Texto de apoio

************

A crise sanitária causada pela pandemia COVID-19 tem sérias consequências para o comércio internacional e veio adensar o movimento protecionista de algumas das maiores economias do globo e, por conseguinte, a agravar a crise do multilateralismo no comércio global.

A Organização Mundial do Comércio (OMC) estima uma queda de 13% a 32% no comércio de bens em 2020. Não só as necessárias restrições impostas por quase que a totalidade dos países reduziram o consumo de bens, como também, alguns setores se viram obrigados a reduzir sua produtividade a fim de evitar a disseminação da doença.


Ao se observar os fluxos de comércio do Brasil, tem-se que por um lado, as exportações aumentaram nos primeiros meses de 2020. Houve aumento de 8% nas exportações de janeiro a fevereiro, 20% de fevereiro a março, quando ocorreu o surto do coronavírus na Ásia e manteve-se em abril. O aumento foi de 26% quando considerado o período de janeiro a abril deste ano. Contudo, o bom desempenho exportador brasileiro é atípico e pode ser atribuído não só ao derretimento do câmbio do real frente ao dólar, que torna os produtos brasileiros mais competitivos no mercado externo, mas também ao posicionamento do Brasil como um grande fornecedor mundial de bens essenciais como alimentos, setor menos afetado pela crise sanitária.

************

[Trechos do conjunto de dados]
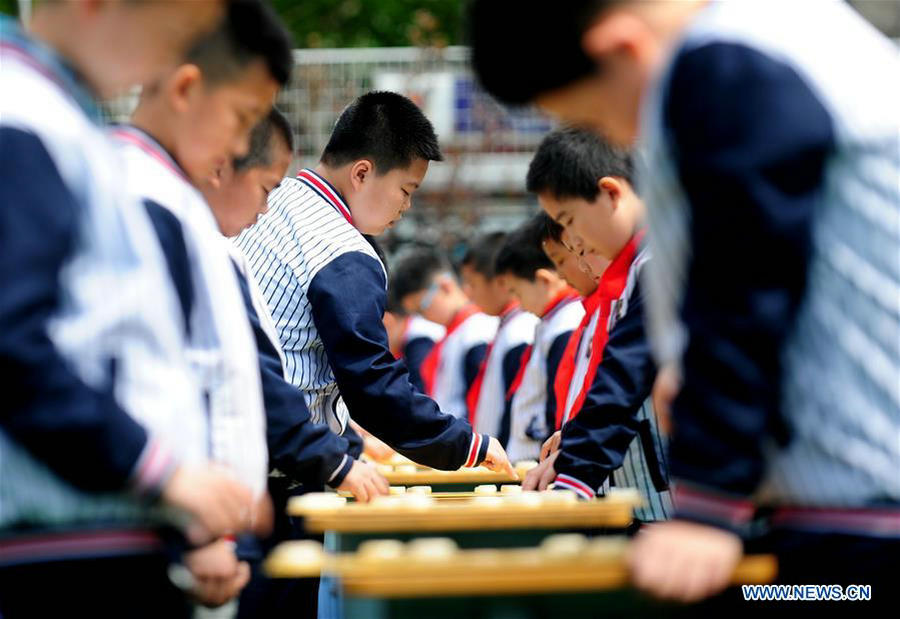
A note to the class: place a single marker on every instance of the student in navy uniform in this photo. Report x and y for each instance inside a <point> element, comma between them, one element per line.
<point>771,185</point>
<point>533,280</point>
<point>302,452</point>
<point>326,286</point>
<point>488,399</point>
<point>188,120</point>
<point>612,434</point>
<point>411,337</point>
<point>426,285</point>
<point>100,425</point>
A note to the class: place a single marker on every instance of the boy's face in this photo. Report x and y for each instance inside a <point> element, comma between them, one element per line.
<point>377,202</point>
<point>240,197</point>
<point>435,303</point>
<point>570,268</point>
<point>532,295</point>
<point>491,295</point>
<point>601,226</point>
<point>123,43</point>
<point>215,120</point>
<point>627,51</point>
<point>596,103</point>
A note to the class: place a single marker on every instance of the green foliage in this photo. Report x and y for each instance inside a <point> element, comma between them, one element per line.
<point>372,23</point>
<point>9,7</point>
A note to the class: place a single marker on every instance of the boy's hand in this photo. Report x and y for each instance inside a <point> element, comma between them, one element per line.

************

Tarefas a realizar
1. Reproduza, do texto sobre o comércio na pandemia, o trecho que vai de "A crise sanitária causada" até "no comércio global.".
2. Responda, com base no texto sobre o comércio na pandemia:
(a) Que queda no comércio de bens em 2020 a Organização Mundial do Comércio estima?
(b) De quanto foi o aumento das exportações brasileiras de fevereiro a março?
(c) Que setor de bens essenciais o texto aponta como menos afetado pela crise sanitária?

Respostas
1.
A crise sanitária causada pela pandemia COVID-19 tem sérias consequências para o comércio internacional e veio adensar o movimento protecionista de algumas das maiores economias do globo e, por conseguinte, a agravar a crise do multilateralismo no comércio global.

2.
(a) Uma queda de 13% a 32%.
(b) 20%.
(c) O de alimentos.